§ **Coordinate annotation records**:
------------------------------
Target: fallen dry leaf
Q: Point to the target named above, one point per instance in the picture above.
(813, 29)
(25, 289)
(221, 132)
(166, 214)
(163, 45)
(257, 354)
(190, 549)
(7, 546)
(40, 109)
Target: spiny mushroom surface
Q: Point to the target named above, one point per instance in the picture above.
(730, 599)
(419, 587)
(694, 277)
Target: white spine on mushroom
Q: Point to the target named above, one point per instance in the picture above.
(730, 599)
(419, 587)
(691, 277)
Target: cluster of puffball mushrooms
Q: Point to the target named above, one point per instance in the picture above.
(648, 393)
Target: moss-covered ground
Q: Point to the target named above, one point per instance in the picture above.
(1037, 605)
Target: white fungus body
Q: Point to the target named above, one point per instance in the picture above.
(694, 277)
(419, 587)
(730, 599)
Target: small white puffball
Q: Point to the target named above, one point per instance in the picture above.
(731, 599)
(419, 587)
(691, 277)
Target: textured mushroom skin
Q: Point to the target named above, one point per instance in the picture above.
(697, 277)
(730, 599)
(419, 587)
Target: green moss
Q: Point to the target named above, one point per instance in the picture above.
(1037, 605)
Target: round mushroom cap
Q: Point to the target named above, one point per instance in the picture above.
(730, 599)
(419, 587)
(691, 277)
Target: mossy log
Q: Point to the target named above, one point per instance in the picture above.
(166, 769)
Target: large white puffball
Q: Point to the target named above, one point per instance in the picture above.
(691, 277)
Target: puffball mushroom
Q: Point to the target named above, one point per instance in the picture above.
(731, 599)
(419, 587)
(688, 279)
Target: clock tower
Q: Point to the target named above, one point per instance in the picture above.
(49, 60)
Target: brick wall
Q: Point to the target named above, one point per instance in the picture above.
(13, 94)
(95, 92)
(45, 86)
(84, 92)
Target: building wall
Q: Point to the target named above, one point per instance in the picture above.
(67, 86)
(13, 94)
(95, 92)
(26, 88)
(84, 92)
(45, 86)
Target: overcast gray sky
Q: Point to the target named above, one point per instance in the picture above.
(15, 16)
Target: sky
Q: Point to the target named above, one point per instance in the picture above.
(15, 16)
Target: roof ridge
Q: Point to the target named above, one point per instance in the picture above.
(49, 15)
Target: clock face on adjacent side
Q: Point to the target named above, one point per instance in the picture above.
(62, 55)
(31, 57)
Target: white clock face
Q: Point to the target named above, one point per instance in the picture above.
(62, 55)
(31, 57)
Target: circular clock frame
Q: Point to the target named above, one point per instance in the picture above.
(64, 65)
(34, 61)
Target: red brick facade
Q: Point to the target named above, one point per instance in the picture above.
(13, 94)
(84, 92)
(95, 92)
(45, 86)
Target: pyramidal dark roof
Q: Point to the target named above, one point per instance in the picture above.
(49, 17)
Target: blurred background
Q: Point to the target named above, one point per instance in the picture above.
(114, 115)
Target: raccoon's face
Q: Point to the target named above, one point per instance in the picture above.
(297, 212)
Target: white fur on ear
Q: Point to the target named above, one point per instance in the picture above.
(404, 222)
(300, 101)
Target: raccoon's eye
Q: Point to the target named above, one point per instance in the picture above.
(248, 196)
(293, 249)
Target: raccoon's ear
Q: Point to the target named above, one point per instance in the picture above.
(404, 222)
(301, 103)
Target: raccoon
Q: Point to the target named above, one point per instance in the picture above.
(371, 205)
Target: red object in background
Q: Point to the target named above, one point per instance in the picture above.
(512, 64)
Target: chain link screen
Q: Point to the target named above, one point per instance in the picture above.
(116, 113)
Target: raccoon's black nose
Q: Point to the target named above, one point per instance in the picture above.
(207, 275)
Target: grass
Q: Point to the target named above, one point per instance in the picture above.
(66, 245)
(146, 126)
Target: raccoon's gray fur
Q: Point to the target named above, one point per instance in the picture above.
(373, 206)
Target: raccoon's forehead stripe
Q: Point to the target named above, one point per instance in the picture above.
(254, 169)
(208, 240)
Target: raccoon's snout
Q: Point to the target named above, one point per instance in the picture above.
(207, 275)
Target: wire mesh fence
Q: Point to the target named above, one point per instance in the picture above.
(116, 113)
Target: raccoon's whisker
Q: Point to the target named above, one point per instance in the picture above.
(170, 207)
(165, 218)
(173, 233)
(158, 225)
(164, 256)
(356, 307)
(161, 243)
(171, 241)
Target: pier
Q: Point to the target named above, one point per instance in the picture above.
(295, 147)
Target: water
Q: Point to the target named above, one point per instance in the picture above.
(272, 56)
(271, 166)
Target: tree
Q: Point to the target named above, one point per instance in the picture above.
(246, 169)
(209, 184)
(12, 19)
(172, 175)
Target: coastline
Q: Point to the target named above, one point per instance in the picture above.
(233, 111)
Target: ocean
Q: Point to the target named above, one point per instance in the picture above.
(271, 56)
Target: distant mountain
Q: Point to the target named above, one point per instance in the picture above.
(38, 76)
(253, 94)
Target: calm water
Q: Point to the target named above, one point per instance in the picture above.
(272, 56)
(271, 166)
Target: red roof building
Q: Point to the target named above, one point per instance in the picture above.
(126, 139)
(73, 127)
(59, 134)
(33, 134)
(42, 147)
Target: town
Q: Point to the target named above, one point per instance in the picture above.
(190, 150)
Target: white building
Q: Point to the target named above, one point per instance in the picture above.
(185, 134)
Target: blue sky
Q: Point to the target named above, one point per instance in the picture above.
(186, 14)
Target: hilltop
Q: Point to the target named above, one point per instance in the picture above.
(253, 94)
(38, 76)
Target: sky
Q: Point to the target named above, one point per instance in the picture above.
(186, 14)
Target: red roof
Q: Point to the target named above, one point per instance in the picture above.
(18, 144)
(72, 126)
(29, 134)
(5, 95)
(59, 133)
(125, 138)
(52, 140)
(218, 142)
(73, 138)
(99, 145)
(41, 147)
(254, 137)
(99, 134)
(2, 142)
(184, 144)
------------------------------
§ **Set task**:
Take the listing above and write it out again exactly.

§ **Task answer**:
Target: fallen dry leaf
Q: Point to the target named above, one point per instance in the picture above.
(813, 29)
(25, 289)
(221, 132)
(166, 214)
(163, 45)
(257, 354)
(190, 549)
(7, 546)
(40, 109)
Target: spiny mushroom surface
Q: Point to the target named above, one point per instance in the picture above.
(730, 599)
(419, 587)
(694, 277)
Target: white spine on mushroom
Q: Point to the target named above, one point per instance in the picture above.
(730, 599)
(419, 587)
(691, 277)
Target: cluster of puffball mushrooms
Q: Point to the target named above, one point per instance in the picture above.
(648, 393)
Target: moss-covered ground
Q: Point to the target named above, one point per instance in the picture above.
(1037, 605)
Target: white fungus body
Q: Point to the target named above, one point per instance in the picture above.
(694, 277)
(419, 587)
(730, 599)
Target: small white puffball
Q: Point to the target named above, one point per instance in the picture above.
(731, 599)
(419, 587)
(691, 277)
Target: textured mushroom skin
Q: Point to the target named above, one point per instance in the picture above.
(697, 277)
(730, 599)
(419, 587)
Target: green moss
Q: Point to the target named above, one point per instance in the picture above.
(1037, 605)
Target: round mushroom cap
Q: Point to the target named above, one point per instance in the picture above.
(730, 599)
(419, 587)
(691, 277)
Target: mossy log
Q: Point to the target named above, one point per instance in the picture above.
(166, 769)
Target: large white puffball
Q: Point to the target named above, one point per instance in the picture above.
(691, 277)
Target: puffball mushroom
Q: Point to the target named above, one point per instance in the picture above.
(731, 599)
(419, 587)
(688, 279)
Target: clock tower
Q: Point to the target named above, one point per instance in the picture above.
(49, 60)
Target: brick wall
Q: Point to the target named above, one point per instance in the picture above.
(13, 94)
(95, 92)
(45, 86)
(84, 92)
Target: building wall
Q: Point to the target named above, one point per instance in the picture above.
(67, 86)
(13, 94)
(95, 92)
(26, 88)
(84, 92)
(45, 86)
Target: overcast gray sky
Q: Point to the target named above, one point per instance in the picture above.
(15, 16)
Target: sky
Q: Point to the target named above, one point per instance in the picture above.
(15, 16)
Target: roof ridge
Q: Point to the target named above, one point per instance in the picture above.
(49, 15)
Target: clock face on adjacent side
Q: Point to the target named above, one point per instance in the picture above.
(62, 55)
(31, 57)
Target: white clock face
Q: Point to the target named above, one point per instance in the picture above.
(62, 55)
(31, 57)
Target: circular clock frame
Q: Point to the target named above, one point per instance in the picture above.
(64, 65)
(34, 61)
Target: red brick facade
Q: Point to the target named above, one point per instance in the picture above.
(13, 94)
(84, 92)
(95, 92)
(45, 86)
Target: pyramidal dark roof
Q: Point to the target named above, one point per instance in the picture above.
(49, 17)
Target: blurred background
Q: Point to the target named above, one point per instance in the picture above.
(114, 115)
Target: raccoon's face
Q: Point to the target named above, one point per instance in the picture above.
(297, 212)
Target: white fur on ear
Q: Point to the target named above, one point per instance in the picture above.
(404, 222)
(300, 101)
Target: raccoon's eye
Q: Point to the target named above, one point per instance in the picture above.
(248, 196)
(293, 249)
Target: raccoon's ear
Q: Point to the target named above, one point per instance in the picture above.
(404, 222)
(301, 103)
Target: raccoon
Q: Point to the target named above, one point per instance in the picture above.
(371, 205)
Target: red object in background
Q: Point to the target named above, one point per instance in the picture above.
(512, 64)
Target: chain link screen
Q: Point to the target named above, one point per instance in the picture above.
(116, 113)
Target: raccoon's black nose
Q: Point to the target named above, one point per instance in the picture above.
(207, 275)
Target: grass
Q: Point to the target named above, one point per instance in the picture above.
(66, 245)
(146, 126)
Target: raccoon's gray fur
Q: Point to the target named above, one point per instance in the picture above.
(373, 206)
Target: raccoon's forehead stripe
Q: Point to the target named above, one point per instance in the picture above.
(254, 169)
(208, 240)
Target: raccoon's snout
Q: Point to the target named above, one point per instance in the picture above.
(207, 275)
Target: wire mesh fence
Q: Point to the target named above, one point per instance in the picture above.
(116, 113)
Target: raccoon's whisker
Q: Point to the target named above, one point per instance in the picture above.
(170, 207)
(165, 218)
(173, 233)
(158, 225)
(164, 256)
(356, 307)
(161, 243)
(171, 241)
Target: pier
Q: Point to the target named above, one point per instance in the picture above.
(295, 147)
Target: water
Q: Point to the target named above, one point per instance in the picture above.
(272, 56)
(271, 166)
Target: tree
Q: Point to the target named above, one point per instance in the picture above.
(246, 169)
(209, 184)
(12, 19)
(172, 175)
Target: coastline
Q: Point to the target named above, one point per instance in the picture above.
(233, 111)
Target: ocean
Q: Point to the target named above, one point per instance in the picture above.
(271, 56)
Target: distant mountain
Q: Point to the target named above, one point per instance in the picture above.
(38, 76)
(253, 94)
Target: calm water
Q: Point to the target named above, one point per instance in the picture above.
(272, 56)
(271, 166)
Target: red roof building
Q: Point to the target named above, one point per instance in the picture above.
(126, 139)
(73, 127)
(59, 134)
(33, 134)
(42, 147)
Target: town
Q: Point to the target named above, one point per instance in the picture above.
(190, 150)
Target: white building
Q: Point to the target named above, one point per instance in the picture above.
(185, 134)
Target: blue sky
Q: Point to the target named above, one point per instance in the picture above.
(186, 14)
Target: hilltop
Q: Point to the target named above, one point per instance in the picture above.
(253, 94)
(38, 76)
Target: sky
Q: Point to the target named above, one point per instance in the picture above.
(186, 14)
Target: red roof
Q: Point to the target named above, one point per instance in the picture above.
(18, 144)
(72, 126)
(29, 134)
(5, 95)
(59, 133)
(125, 138)
(52, 140)
(218, 142)
(73, 138)
(99, 145)
(41, 147)
(254, 137)
(99, 134)
(2, 142)
(184, 144)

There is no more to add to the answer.